• Texte fourni
Le père Noël ne reçoit pas seulement des listes de cadeaux. Chaque semaine, en novembre et décembre, des adultes écrivent au vieillard du pôle Nord. Plusieurs sont très seuls, d'autres carrément désespérés. D'autres encore sont inquiets pour leurs grands enfants ou simplement nostalgiques de leur jeunesse. Postes Canada est bien embêtée par toutes ces bouteilles jetées à la mer, et ne veut surtout pas les voir prendre le dessus sur les lettres d'enfants.

Cher père Noël, mon conjoint m'a annoncé qu'il ne m'aimait plus et qu'il ne voulait plus mettre d'énergie dans notre relation. Il a eu un autre enfant avec une autre femme. C'est très dur. Merci d'avoir pris le temps de me lire. J'ai des très bonnes amies, mais j'ai l'impression de les tanner ces temps-ci avec ma tristesse...

Chaque semaine, en novembre et décembre, Christiane Ouimet découvre ce genre de lettres sur son bureau de Postes Canada. Celle-ci a été postée de Laval, par la mère d'une fillette de 4 ou 5 ans. «Mais la dame n'envoie pas de liste de jouets, précise Mme Ouimet. Elle écrit seulement pour elle. Ce soir-là, sans doute qu'elle n'en pouvait plus.»

«Notre programme est fait pour les enfants, et non pour les adultes, rappelle la porte-parole de la société d'État. Alors nos lutins bénévoles sont un peu dépassés par ces lettres.»

Au cours des deux dernières semaines, une dizaine de cartes et de messages soigneusement calligraphiés par des adultes ont ainsi atterri dans sa boîte de missives délicates. Il y en avait eu une poignée d'autres dès la mi-novembre, et il y en aura sûrement d'autres d'ici le 25 décembre. Année après année, c'est la même chose, au Québec, comme dans toutes les provinces canadiennes, constate Mme Ouimet.

Neuf fois sur dix, c'est une femme qui écrit. «Mais depuis quatre ans, le même homme nous envoie son bilan annuel», dit-elle.

Thème fréquent : la solitude. «On en voit beaucoup dans la région de Montréal et dans les grands centres», affirme la porte-parole.

Certaines lettres lui crèvent le coeur. Comme celle de cette femme incapable de se remettre de la mort de sa soeur. «Elle m'a fait pleurer toutes les larmes de mon corps, confie Mme Ouimet. Mes collègues aussi ont pleuré. La dame racontait au père Noël tout ce qui s'était passé en disant: J'ai besoin de l'écrire à quelqu'un. Ma soeur me manque tellement. J'étouffe!»

La semaine dernière, c'est une grand-mère qui a écrit pour raconter que sa fille, victime de violence conjugale, devra bientôt témoigner contre son conjoint. Qu'elle a par ailleurs de grosses difficultés financières et n'arrive plus à payer sa facture d'électricité. «La grand-mère réclame de l'aide pour que sa fille et sa petite-fille puissent enfin respirer, raconte Mme Ouimet. Mais tout ce qu'on peut faire, c'est envoyer sa lettre à notre programme d'aide aux employés. Le père Noël ne peut évidemment pas payer leur carte de crédit, ni leur facture d'Hydro-Québec. Les gens sont-ils démunis au point de ne pas savoir qu'il existe des organismes pour leur venir en aide? Sont-ils trop gênés? C'est très triste.»

• Données
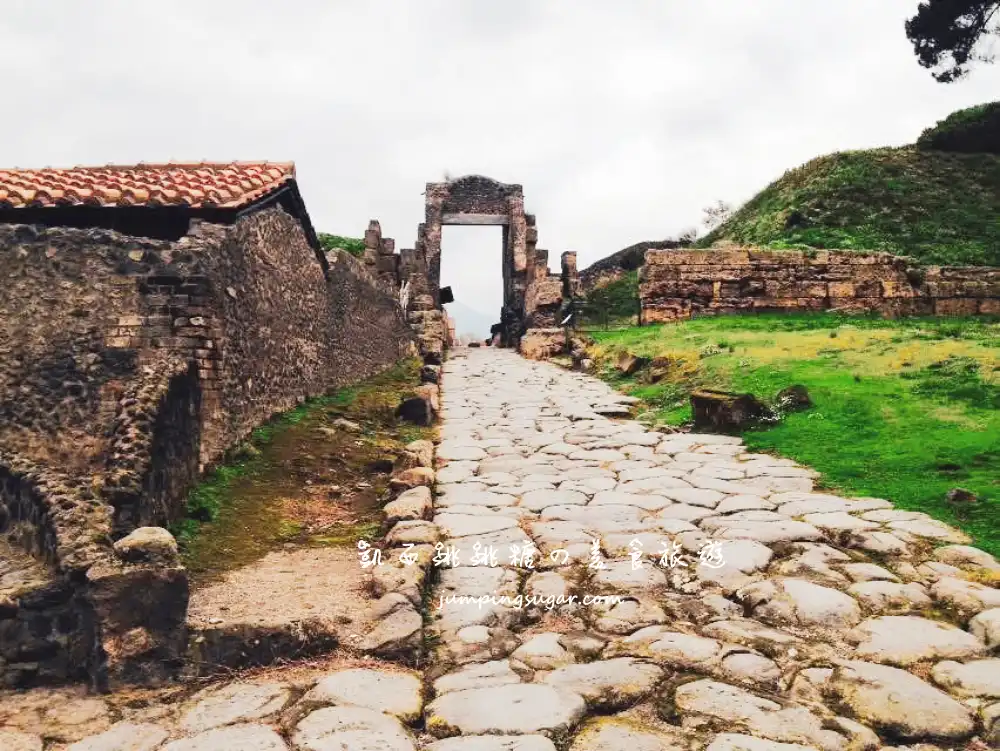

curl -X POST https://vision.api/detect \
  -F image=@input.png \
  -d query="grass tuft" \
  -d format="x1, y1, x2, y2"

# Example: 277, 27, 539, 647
592, 313, 1000, 555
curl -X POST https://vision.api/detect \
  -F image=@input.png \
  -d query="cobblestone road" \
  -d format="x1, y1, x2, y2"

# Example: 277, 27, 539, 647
0, 350, 1000, 751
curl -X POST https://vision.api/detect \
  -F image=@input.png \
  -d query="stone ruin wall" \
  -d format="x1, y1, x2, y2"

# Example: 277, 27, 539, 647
639, 248, 1000, 323
0, 208, 413, 685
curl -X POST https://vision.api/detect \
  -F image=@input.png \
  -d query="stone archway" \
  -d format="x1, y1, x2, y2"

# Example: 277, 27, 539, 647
402, 175, 579, 361
417, 175, 534, 326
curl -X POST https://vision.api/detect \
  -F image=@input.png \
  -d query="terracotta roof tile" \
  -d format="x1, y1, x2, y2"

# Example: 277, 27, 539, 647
0, 162, 295, 209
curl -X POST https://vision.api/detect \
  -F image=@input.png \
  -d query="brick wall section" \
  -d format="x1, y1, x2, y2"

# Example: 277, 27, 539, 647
0, 208, 413, 685
639, 248, 1000, 323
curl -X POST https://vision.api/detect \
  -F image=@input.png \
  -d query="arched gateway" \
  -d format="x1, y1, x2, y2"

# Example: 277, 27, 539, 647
401, 175, 579, 358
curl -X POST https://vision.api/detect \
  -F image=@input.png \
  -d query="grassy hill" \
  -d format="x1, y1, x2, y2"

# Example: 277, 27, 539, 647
590, 313, 1000, 555
698, 104, 1000, 266
316, 232, 365, 258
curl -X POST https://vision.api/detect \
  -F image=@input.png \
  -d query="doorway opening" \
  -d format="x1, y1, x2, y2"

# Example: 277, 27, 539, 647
441, 225, 504, 344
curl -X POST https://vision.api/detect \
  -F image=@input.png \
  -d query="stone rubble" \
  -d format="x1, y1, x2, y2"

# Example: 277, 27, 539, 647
7, 348, 1000, 751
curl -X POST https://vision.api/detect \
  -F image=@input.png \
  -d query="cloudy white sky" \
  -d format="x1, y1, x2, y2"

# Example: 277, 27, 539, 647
0, 0, 1000, 334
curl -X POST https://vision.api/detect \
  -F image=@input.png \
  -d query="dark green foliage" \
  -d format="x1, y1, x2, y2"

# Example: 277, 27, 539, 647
917, 102, 1000, 154
698, 146, 1000, 266
583, 271, 639, 325
903, 356, 1000, 409
316, 232, 365, 258
906, 0, 1000, 83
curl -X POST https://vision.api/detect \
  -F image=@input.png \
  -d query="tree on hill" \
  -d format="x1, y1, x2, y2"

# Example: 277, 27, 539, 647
906, 0, 1000, 83
701, 201, 733, 232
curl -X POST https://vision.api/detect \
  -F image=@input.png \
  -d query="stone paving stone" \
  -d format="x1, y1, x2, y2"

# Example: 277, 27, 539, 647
0, 728, 43, 751
64, 722, 168, 751
180, 683, 290, 735
302, 668, 423, 723
826, 661, 975, 743
380, 349, 1000, 751
290, 707, 416, 751
846, 615, 986, 667
570, 717, 690, 751
162, 725, 290, 751
426, 735, 556, 751
426, 684, 586, 744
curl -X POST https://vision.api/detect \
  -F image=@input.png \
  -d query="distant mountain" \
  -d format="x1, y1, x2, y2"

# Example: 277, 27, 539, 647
445, 300, 500, 339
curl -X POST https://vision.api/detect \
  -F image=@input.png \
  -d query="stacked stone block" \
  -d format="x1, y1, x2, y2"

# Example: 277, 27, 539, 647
639, 248, 1000, 323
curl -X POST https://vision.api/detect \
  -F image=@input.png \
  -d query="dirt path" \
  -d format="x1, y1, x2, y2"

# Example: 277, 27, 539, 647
0, 350, 1000, 751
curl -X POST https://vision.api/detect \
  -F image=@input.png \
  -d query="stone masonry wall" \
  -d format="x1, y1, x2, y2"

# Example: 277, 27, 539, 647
639, 248, 1000, 323
0, 208, 413, 685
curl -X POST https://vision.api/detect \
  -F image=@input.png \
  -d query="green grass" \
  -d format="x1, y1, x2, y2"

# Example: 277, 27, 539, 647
917, 102, 1000, 154
698, 146, 1000, 266
593, 314, 1000, 555
171, 359, 431, 582
316, 232, 365, 258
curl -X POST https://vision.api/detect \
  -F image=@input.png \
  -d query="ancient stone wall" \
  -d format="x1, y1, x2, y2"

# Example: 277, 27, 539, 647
580, 240, 690, 296
0, 208, 414, 685
639, 247, 1000, 323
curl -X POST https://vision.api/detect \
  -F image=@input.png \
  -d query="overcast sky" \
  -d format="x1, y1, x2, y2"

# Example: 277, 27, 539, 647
0, 0, 1000, 334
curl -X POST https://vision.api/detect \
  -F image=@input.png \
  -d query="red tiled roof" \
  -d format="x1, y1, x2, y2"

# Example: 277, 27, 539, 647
0, 162, 295, 209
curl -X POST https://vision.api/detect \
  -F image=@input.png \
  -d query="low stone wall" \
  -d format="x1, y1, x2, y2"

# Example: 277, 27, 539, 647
0, 208, 414, 685
639, 248, 1000, 323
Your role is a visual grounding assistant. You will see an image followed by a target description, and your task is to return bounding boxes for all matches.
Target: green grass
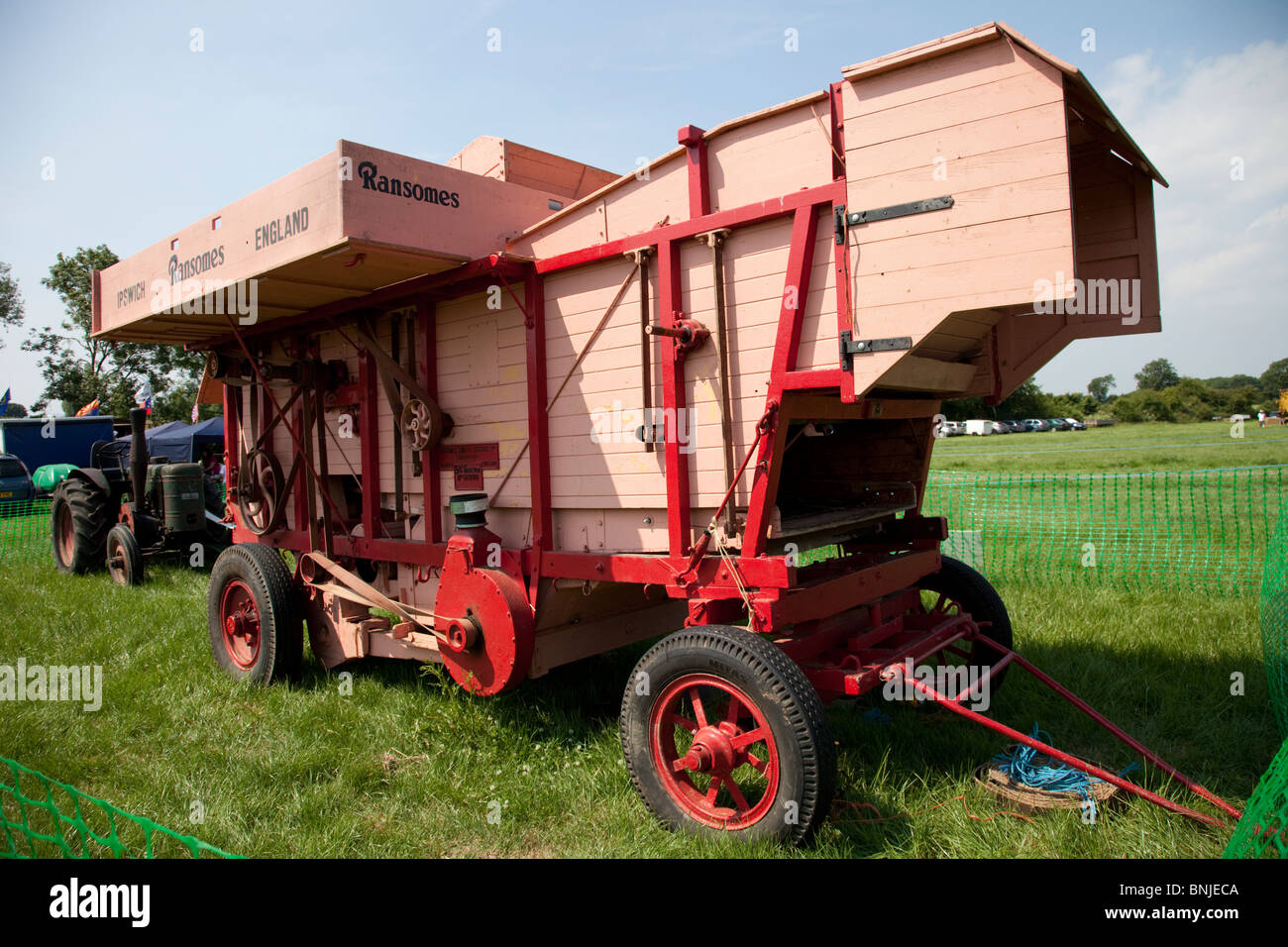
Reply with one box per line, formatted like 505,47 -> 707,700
930,420 -> 1288,473
0,562 -> 1279,858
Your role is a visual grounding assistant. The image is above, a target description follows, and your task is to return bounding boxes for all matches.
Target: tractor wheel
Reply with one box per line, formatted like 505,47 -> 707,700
49,478 -> 113,575
107,523 -> 143,585
919,556 -> 1012,693
207,543 -> 304,684
621,625 -> 836,844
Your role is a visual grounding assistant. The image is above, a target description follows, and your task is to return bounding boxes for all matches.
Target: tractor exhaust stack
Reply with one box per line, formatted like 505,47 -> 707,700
130,407 -> 149,510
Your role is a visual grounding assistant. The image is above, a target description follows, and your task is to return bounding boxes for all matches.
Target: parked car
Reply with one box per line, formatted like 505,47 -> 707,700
0,454 -> 36,509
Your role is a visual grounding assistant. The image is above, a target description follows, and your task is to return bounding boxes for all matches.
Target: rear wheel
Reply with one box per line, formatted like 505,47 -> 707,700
621,625 -> 836,844
107,523 -> 143,585
49,476 -> 113,574
207,543 -> 304,684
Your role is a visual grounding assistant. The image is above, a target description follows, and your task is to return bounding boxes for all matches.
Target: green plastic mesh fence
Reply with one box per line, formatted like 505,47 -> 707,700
0,756 -> 237,858
1223,740 -> 1288,858
0,500 -> 51,563
1261,504 -> 1288,737
923,466 -> 1288,594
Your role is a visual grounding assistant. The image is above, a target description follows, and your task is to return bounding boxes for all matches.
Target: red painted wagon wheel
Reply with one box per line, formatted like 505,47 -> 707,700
237,449 -> 286,536
219,579 -> 261,672
649,674 -> 778,830
206,543 -> 304,684
621,625 -> 836,843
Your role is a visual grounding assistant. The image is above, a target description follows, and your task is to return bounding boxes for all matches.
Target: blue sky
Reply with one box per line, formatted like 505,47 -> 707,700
0,0 -> 1288,404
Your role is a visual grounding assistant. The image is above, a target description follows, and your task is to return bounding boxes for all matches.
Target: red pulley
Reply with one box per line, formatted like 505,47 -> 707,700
434,535 -> 535,697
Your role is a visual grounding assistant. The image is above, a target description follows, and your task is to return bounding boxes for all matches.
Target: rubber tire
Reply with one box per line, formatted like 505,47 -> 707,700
919,556 -> 1014,693
621,625 -> 836,845
206,543 -> 304,685
106,523 -> 143,585
49,476 -> 116,575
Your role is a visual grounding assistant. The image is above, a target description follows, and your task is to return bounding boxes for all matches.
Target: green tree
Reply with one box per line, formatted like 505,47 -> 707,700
1087,374 -> 1118,404
1136,359 -> 1181,391
1261,359 -> 1288,402
1203,374 -> 1259,391
22,244 -> 203,421
0,263 -> 23,349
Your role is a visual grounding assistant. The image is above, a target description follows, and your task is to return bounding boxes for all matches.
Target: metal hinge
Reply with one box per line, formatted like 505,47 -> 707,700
841,329 -> 912,371
833,194 -> 953,246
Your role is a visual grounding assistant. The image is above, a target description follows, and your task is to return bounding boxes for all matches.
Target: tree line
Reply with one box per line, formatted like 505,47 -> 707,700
943,359 -> 1288,423
0,244 -> 211,424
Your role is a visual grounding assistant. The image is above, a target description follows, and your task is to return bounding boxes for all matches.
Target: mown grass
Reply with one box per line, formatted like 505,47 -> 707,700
0,561 -> 1278,858
930,419 -> 1288,473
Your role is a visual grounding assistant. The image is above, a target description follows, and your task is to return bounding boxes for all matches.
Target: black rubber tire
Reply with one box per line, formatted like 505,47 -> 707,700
919,556 -> 1014,693
206,543 -> 304,685
49,476 -> 116,575
107,523 -> 143,585
621,625 -> 836,845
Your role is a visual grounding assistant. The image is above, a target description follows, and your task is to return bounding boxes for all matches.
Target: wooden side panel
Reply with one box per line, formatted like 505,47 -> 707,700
842,38 -> 1073,391
520,156 -> 690,257
546,211 -> 837,510
437,284 -> 531,530
707,100 -> 832,211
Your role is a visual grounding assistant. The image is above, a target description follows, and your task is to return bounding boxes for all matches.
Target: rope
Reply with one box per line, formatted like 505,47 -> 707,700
993,721 -> 1138,811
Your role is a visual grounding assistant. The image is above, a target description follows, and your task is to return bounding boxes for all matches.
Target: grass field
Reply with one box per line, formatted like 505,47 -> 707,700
0,561 -> 1278,858
930,420 -> 1288,473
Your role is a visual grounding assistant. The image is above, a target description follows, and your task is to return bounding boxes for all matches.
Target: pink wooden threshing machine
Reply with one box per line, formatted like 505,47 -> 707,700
94,23 -> 1236,841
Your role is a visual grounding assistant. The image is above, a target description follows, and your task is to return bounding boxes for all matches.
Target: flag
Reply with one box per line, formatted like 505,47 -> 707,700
134,381 -> 152,415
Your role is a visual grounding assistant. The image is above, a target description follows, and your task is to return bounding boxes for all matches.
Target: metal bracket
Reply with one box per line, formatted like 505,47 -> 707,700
833,194 -> 953,246
841,329 -> 912,371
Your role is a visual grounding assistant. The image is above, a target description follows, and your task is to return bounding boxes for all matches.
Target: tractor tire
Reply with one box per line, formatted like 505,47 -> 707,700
49,476 -> 116,575
621,625 -> 836,845
207,543 -> 304,685
107,523 -> 143,585
918,556 -> 1013,693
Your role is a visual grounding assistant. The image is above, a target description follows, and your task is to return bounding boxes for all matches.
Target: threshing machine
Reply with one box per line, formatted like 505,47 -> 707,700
94,23 -> 1234,841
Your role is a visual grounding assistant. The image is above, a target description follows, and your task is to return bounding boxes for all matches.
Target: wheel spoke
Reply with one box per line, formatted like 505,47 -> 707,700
707,776 -> 725,805
725,694 -> 742,724
662,711 -> 698,733
725,780 -> 751,811
690,686 -> 707,727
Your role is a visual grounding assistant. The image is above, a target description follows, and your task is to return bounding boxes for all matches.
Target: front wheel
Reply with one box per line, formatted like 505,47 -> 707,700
919,556 -> 1013,693
206,543 -> 304,684
107,523 -> 143,585
621,625 -> 836,844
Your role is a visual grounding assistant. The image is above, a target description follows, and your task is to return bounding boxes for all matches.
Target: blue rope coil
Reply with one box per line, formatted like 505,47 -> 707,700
993,723 -> 1138,813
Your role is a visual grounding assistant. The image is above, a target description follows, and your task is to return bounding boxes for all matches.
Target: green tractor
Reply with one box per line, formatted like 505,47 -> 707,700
51,408 -> 232,585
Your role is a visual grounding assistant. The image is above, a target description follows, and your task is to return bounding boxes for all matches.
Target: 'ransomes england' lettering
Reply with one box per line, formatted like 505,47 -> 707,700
358,161 -> 461,207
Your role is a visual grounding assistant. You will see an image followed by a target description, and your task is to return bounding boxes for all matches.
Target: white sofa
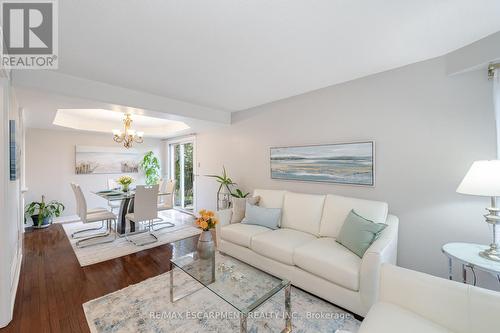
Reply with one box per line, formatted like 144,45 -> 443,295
359,265 -> 500,333
216,190 -> 398,316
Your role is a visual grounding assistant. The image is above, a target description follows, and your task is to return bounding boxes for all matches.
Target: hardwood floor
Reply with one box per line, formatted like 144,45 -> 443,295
0,224 -> 198,333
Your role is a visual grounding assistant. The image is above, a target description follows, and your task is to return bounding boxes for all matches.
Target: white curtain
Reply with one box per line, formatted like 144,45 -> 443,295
493,68 -> 500,159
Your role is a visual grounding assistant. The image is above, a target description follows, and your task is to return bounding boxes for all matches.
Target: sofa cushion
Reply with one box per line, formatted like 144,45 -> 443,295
319,194 -> 388,238
250,229 -> 316,265
241,202 -> 281,230
231,197 -> 260,223
293,237 -> 361,291
253,190 -> 286,208
220,223 -> 271,248
358,302 -> 451,333
337,210 -> 387,258
281,192 -> 325,236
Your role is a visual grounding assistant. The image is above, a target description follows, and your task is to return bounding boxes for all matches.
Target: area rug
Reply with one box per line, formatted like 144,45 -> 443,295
83,268 -> 360,333
62,219 -> 201,267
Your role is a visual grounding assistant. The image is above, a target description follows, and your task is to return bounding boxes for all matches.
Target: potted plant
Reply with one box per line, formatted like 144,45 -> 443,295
139,151 -> 160,185
24,195 -> 65,228
208,166 -> 236,210
196,209 -> 219,259
116,176 -> 134,192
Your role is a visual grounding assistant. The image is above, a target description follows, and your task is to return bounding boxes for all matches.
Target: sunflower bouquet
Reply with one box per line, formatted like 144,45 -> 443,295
196,209 -> 219,231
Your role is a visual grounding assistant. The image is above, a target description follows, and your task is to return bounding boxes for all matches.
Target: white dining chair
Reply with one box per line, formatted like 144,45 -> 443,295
125,185 -> 159,246
106,178 -> 121,213
75,184 -> 116,248
153,179 -> 176,231
70,183 -> 108,239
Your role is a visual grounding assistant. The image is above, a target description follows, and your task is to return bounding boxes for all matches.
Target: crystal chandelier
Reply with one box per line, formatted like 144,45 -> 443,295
113,114 -> 144,149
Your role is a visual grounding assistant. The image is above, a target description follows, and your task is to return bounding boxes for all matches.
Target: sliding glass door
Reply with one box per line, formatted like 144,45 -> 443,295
169,138 -> 195,211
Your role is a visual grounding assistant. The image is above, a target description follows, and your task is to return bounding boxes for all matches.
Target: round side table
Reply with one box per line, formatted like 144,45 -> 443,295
441,243 -> 500,285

• Exercices
a. Recopiez fidèlement le passage de l'article qui commence par « Au cours des » et se poursuit jusqu'à « affirme la porte-parole. ».
b. D'après l'article, depuis combien d'années le même homme envoie-t-il son bilan annuel au père Noël ?
Ces lignes ne proviennent pas de la même source que l'article.

• Les réponses
a.
Au cours des deux dernières semaines, une dizaine de cartes et de messages soigneusement calligraphiés par des adultes ont ainsi atterri dans sa boîte de missives délicates. Il y en avait eu une poignée d'autres dès la mi-novembre, et il y en aura sûrement d'autres d'ici le 25 décembre. Année après année, c'est la même chose, au Québec, comme dans toutes les provinces canadiennes, constate Mme Ouimet.

Neuf fois sur dix, c'est une femme qui écrit. «Mais depuis quatre ans, le même homme nous envoie son bilan annuel», dit-elle.

Thème fréquent : la solitude. «On en voit beaucoup dans la région de Montréal et dans les grands centres», affirme la porte-parole.

b. Depuis quatre ans.